# SHORT TASK
Print everything from "From what I" down to "appeals to you." in the forum thread on bow quivers below, copying it word for word.

# DOCUMENT SECTION
=====

Gnome-Thank you for that catch! I cannot believe I missed that! It never even occured to me that that riser might be way to big to put a strap on quiver on. I just checked it against my arrow, and measured one inch below fletching, and one inch above field point insert, and measured that against my riser. I would have to put each strap about 2 1/2" up from where the riser fadeouts to the limbs. Am I correct in assuming this is not a feasible placement for the straps, considering the sharp angle that the riser fades out?

Looks like I will be using that ugly hip quiver for the Pearson, and either a strap on or limb bolt for the phantom. Do strap on quivers help with bow vibration and noise, making them preferable to the limb bolt models?


----------



## Doofy_13 (Jan 2, 2012)

Yohon said:


> I have a strap on Thunerhorn BOA small fry(4 arrow model) and it is the most versatile quiver I have owned and yes you can put it on any bow very easily. Like Kegan depending on what bow I'm going to hunt with I can have it on there in no time.


Boa Small Fry all the way


----------



## gnome (Oct 22, 2006)

Bytesback said:


> Gnome-Thank you for that catch! I cannot believe I missed that! It never even occured to me that that riser might be way to big to put a strap on quiver on. I just checked it against my arrow, and measured one inch below fletching, and one inch above field point insert, and measured that against my riser. I would have to put each strap about 2 1/2" up from where the riser fadeouts to the limbs. Am I correct in assuming this is not a feasible placement for the straps, considering the sharp angle that the riser fades out?
> 
> Looks like I will be using that ugly hip quiver for the Pearson, and either a strap on or limb bolt for the phantom. Do strap on quivers help with bow vibration and noise, making them preferable to the limb bolt models?


From what I know from mine, the only effect is on balance. If anything they add/magnify noise and vibration. (your mileage may vary). I'm surprised the Samick did not come with sight/quiver inserts already installed; That would be the way I would go. It is hard to beat a Kwikee quiver for convenience. Out of all the types, it really just boils down to which one appeals to you.

=====

# DATA ENTRIES
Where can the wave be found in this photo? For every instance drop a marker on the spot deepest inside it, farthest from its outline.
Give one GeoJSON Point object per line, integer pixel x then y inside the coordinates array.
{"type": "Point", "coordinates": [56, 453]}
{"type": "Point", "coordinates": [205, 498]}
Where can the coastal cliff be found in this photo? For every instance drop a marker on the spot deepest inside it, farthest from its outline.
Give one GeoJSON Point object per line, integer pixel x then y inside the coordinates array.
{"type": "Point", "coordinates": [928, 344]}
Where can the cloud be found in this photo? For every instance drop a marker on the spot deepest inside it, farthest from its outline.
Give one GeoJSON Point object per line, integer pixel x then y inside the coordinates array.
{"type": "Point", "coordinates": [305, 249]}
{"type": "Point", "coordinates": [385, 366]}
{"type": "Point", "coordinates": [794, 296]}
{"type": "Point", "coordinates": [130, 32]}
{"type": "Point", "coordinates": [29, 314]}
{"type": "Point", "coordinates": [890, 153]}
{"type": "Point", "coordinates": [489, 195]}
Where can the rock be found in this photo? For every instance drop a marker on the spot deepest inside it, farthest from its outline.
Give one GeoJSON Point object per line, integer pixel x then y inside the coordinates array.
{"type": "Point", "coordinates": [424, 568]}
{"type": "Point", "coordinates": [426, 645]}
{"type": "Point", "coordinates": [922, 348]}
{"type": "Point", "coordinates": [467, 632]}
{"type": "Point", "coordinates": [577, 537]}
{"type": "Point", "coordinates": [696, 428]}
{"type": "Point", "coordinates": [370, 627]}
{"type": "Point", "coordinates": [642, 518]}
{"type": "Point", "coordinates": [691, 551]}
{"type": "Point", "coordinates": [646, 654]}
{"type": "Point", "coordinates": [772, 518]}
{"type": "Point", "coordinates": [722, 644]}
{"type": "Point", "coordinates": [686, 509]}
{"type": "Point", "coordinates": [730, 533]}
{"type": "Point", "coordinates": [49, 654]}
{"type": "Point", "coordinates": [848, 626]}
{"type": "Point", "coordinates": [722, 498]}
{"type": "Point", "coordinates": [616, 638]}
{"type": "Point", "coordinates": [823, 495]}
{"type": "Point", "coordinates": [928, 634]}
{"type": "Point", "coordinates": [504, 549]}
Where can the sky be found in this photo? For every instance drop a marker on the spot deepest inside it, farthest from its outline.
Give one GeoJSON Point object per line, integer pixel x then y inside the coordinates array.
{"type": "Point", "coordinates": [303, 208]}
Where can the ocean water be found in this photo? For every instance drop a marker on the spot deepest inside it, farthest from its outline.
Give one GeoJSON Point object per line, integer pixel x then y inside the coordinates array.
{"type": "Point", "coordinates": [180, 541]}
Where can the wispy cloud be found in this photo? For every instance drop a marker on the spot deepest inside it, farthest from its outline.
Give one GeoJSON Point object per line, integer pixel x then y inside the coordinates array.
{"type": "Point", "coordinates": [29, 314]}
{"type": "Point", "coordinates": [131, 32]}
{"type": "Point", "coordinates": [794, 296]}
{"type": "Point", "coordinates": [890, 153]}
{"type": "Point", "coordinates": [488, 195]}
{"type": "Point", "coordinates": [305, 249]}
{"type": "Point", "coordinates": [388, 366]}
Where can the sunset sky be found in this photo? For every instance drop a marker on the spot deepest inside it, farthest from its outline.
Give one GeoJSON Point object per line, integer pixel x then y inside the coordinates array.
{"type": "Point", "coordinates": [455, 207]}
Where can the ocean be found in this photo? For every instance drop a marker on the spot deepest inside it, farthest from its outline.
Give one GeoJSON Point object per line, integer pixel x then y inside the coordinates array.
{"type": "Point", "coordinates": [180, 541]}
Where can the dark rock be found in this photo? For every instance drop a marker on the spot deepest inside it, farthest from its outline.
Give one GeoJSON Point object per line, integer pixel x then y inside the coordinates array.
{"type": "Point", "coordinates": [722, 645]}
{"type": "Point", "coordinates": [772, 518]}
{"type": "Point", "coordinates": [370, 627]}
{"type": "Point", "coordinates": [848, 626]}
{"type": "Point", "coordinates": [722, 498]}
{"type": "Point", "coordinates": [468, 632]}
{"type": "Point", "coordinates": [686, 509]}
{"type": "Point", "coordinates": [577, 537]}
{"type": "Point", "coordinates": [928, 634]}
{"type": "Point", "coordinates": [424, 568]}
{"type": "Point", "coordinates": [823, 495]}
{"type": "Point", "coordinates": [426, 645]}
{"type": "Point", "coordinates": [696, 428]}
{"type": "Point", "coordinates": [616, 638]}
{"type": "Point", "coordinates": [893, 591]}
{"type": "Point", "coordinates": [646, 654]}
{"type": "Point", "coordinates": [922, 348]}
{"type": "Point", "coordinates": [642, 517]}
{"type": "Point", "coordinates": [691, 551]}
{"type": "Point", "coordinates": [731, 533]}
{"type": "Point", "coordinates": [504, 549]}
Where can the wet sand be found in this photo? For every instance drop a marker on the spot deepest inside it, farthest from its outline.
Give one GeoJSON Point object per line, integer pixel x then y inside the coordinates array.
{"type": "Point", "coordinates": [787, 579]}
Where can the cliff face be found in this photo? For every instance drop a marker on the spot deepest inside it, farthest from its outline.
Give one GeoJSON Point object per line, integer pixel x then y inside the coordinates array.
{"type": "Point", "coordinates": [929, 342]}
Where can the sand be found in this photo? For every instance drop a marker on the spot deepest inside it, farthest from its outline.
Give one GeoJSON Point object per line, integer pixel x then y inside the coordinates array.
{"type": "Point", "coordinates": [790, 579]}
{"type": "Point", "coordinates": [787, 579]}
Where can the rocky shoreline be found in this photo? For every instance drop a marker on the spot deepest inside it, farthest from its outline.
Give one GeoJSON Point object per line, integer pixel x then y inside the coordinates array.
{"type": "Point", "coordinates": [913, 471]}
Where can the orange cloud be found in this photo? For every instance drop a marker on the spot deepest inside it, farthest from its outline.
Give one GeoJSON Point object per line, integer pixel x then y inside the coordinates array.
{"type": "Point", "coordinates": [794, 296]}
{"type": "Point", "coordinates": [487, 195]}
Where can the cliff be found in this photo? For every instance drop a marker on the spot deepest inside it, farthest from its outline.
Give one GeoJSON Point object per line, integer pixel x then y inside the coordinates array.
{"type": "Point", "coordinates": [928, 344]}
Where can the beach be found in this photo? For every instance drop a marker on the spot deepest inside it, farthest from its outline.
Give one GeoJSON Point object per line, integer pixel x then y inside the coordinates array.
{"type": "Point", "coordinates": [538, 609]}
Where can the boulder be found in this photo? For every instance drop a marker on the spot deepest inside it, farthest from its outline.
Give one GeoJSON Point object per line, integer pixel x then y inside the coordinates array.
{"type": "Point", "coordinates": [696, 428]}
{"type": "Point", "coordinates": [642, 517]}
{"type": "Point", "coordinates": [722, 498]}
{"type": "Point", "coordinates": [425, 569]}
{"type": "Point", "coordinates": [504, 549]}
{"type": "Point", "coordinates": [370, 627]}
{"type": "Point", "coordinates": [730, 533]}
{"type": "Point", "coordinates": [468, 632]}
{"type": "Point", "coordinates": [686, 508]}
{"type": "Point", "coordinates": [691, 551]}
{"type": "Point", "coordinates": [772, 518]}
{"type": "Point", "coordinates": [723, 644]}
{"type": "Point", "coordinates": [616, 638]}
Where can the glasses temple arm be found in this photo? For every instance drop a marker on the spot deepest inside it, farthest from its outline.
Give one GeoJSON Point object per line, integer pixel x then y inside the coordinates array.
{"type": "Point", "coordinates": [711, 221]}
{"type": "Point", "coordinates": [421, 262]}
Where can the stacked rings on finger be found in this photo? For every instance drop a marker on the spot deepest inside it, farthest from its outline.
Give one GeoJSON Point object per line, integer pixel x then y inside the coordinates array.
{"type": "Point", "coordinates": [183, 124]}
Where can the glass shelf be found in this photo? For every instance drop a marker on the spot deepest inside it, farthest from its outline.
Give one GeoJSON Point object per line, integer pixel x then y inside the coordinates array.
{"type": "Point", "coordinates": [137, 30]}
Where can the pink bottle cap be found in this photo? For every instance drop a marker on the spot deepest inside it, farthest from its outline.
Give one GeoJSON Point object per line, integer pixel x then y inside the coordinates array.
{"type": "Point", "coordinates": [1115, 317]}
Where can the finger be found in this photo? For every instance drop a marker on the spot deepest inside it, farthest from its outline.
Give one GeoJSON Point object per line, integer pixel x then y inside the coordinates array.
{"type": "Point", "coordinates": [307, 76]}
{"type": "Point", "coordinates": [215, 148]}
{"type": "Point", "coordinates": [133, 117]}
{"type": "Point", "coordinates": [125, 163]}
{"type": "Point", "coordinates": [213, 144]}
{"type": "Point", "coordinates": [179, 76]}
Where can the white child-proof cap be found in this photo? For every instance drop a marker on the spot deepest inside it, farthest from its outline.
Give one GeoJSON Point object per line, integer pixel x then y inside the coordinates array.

=====

# TASK OUTPUT
From what I know from mine, the only effect is on balance. If anything they add/magnify noise and vibration. (your mileage may vary). I'm surprised the Samick did not come with sight/quiver inserts already installed; That would be the way I would go. It is hard to beat a Kwikee quiver for convenience. Out of all the types, it really just boils down to which one appeals to you.